> _Your assignment_
Return the line that has "Note: indicate every instance of the camouflage" and all lines below it through the last, exactly as they stand; omit pictures.

> _Image point grounding data_
▽

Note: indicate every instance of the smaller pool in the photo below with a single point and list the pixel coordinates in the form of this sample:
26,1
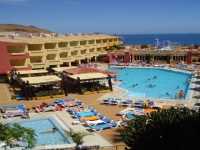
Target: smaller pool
48,131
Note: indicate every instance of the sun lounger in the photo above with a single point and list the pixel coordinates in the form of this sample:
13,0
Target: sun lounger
92,118
126,103
49,108
113,102
101,126
93,123
85,114
105,101
13,114
125,111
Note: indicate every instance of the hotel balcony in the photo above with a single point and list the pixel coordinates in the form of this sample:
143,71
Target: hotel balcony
35,47
37,65
19,64
16,56
16,49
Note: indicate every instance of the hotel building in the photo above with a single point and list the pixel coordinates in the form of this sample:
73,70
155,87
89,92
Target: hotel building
42,51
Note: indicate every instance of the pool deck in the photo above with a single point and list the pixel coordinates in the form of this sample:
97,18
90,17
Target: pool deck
93,99
189,101
65,121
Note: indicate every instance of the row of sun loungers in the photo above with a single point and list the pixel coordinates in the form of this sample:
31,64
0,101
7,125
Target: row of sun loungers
93,120
127,102
57,105
116,101
13,111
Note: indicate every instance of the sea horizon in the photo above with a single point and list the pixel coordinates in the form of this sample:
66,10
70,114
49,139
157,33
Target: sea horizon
173,38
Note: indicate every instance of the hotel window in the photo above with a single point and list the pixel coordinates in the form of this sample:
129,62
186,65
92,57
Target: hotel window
34,47
74,43
62,44
104,41
50,45
63,55
51,56
98,41
73,53
83,51
91,50
91,42
36,59
83,42
16,49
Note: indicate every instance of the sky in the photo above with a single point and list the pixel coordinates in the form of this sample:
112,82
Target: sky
108,16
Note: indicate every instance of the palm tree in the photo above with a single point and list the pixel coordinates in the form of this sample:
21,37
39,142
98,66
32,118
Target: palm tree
15,132
174,129
77,137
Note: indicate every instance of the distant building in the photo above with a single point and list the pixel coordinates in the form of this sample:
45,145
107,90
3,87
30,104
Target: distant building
27,51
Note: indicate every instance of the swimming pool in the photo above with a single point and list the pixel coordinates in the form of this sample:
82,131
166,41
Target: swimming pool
43,129
154,83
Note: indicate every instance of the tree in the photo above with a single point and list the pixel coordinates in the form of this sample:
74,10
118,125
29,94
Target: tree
170,129
77,137
15,132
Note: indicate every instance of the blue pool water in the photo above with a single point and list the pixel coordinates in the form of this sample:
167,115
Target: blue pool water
153,82
43,128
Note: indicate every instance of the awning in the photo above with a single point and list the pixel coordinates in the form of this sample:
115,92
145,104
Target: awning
41,79
38,71
89,76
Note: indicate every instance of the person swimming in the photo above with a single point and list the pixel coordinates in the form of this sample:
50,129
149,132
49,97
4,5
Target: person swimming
151,85
167,93
154,77
134,85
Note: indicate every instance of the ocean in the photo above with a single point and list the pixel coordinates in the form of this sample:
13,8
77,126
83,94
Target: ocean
177,39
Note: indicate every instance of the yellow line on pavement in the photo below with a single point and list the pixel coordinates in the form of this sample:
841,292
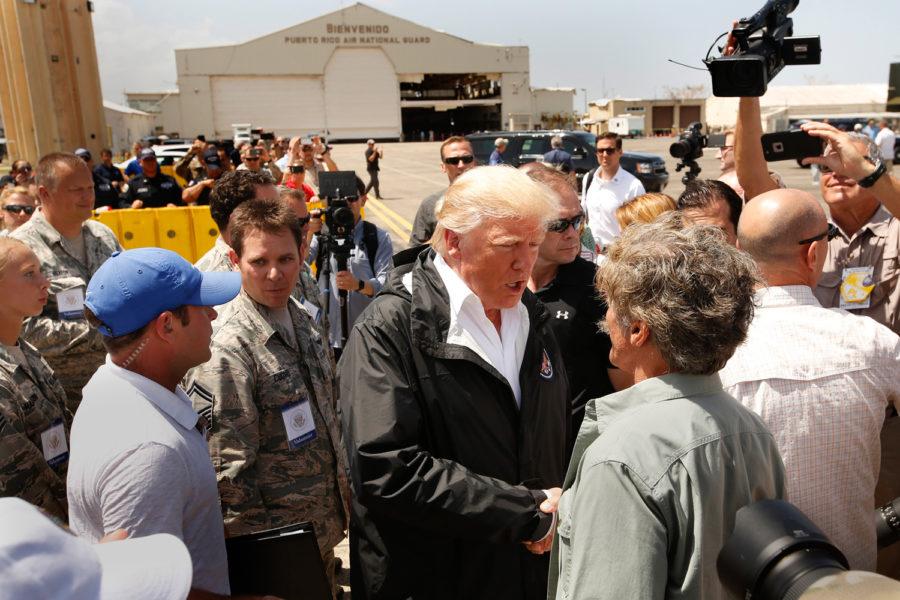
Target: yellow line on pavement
390,214
378,211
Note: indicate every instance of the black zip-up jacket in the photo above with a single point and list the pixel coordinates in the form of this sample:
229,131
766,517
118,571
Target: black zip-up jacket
446,470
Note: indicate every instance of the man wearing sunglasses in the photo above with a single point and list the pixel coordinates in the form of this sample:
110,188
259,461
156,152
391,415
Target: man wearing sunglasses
457,157
821,378
605,189
564,282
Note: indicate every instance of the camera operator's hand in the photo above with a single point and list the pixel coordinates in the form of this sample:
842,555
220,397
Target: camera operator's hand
346,281
548,506
842,157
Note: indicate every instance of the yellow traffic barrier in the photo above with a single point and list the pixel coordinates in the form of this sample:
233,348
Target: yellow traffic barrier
189,231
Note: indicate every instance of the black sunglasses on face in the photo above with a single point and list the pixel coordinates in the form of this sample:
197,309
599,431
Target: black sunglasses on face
455,160
830,233
18,208
561,225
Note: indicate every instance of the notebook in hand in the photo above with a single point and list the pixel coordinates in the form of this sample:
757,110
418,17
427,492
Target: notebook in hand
284,562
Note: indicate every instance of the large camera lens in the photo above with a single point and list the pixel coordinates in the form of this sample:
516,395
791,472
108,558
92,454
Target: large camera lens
776,552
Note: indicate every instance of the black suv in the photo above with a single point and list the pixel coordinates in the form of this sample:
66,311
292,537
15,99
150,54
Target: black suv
529,146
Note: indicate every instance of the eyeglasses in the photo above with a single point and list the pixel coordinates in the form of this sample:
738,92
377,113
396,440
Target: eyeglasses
830,233
561,225
454,161
19,208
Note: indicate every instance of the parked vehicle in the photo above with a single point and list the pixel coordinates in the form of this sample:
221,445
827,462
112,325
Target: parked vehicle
528,146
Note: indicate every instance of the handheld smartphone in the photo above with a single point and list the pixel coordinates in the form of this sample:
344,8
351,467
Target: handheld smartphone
790,145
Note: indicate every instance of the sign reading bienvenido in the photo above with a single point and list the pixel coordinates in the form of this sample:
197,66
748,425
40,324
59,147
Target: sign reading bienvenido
356,34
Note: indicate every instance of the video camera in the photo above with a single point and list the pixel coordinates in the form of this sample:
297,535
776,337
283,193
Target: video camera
337,189
764,47
777,553
688,149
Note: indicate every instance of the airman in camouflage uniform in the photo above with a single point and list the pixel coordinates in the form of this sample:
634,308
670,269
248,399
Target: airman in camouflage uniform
71,347
259,372
34,428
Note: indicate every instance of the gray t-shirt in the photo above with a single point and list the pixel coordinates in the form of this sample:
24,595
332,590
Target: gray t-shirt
138,462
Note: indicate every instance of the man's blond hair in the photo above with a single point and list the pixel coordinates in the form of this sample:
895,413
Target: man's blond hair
490,194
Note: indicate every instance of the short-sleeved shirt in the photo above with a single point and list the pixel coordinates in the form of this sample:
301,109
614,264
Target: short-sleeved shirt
575,310
139,463
601,198
875,245
372,165
154,192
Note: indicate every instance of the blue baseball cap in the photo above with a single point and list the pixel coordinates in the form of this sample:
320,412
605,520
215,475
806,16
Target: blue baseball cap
135,286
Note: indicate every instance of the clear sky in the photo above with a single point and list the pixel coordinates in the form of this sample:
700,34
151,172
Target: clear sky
611,48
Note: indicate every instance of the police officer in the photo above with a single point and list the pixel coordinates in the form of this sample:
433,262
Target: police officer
71,247
269,391
34,449
152,189
564,282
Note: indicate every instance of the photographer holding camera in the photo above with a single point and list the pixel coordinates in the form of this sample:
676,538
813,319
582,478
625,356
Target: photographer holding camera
367,267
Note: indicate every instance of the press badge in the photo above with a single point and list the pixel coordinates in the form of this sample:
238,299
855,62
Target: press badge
70,303
298,423
857,284
53,443
312,309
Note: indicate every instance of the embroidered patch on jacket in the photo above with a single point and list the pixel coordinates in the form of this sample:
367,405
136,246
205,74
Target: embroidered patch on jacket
546,366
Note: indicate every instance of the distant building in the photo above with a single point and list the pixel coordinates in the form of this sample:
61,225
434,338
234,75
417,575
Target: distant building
353,74
661,117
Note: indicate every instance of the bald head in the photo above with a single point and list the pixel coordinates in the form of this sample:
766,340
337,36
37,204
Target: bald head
772,225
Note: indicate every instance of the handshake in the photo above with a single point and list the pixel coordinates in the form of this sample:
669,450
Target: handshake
548,506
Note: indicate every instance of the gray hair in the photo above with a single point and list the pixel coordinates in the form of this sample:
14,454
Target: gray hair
873,154
487,194
692,289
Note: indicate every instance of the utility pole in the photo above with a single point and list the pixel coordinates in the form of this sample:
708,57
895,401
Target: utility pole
50,94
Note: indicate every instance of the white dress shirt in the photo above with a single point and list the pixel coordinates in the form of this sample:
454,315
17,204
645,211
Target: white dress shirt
470,327
821,379
603,198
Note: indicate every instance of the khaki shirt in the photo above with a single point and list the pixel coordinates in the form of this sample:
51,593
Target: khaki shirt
255,373
876,244
73,349
32,402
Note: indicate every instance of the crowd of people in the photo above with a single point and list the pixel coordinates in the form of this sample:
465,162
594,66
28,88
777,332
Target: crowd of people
553,392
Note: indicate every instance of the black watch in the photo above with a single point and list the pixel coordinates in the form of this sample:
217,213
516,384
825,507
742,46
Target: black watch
869,180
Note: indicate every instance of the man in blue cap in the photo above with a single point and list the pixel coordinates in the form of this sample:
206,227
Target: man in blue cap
138,458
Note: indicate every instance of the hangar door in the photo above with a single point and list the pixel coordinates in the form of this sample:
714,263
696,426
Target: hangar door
286,105
362,95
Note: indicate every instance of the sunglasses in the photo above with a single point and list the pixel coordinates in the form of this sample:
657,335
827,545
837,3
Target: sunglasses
19,208
455,160
561,225
830,233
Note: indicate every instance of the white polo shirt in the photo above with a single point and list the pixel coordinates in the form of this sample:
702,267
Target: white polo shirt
601,200
137,462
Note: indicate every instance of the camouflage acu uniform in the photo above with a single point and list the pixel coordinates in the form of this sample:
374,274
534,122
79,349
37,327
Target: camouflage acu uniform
72,348
255,372
216,258
31,403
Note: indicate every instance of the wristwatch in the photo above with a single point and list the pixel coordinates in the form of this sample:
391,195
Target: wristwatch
869,180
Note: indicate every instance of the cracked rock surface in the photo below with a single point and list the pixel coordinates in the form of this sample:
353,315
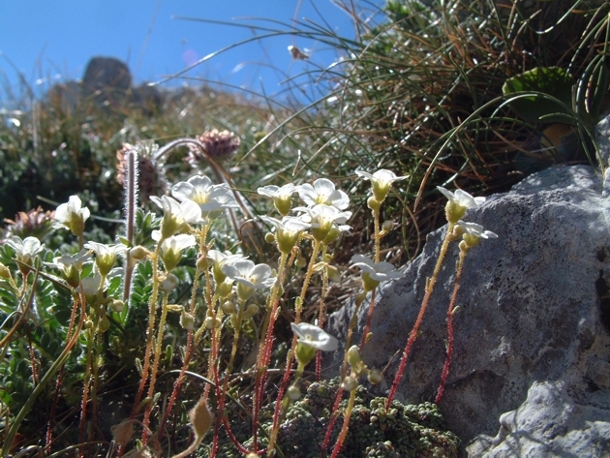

△

> _Output for this task_
Note: indicate every instance of the camouflage acu uniform in the photo above with a single point and list the pixel coordinates in the form of this sample:
374,274
534,122
79,349
37,327
Target: camouflage acu uniform
72,348
255,372
216,258
31,403
Note: indicate every instance of the wristwatch in the photo above with a single point and list the pixel coordinates in the form of this sample:
391,195
Target: wristwatch
869,180
Note: indicate every instance of the cracked rock surface in the photo below with a single point and list the pixel coordinates in the form of this sample:
353,315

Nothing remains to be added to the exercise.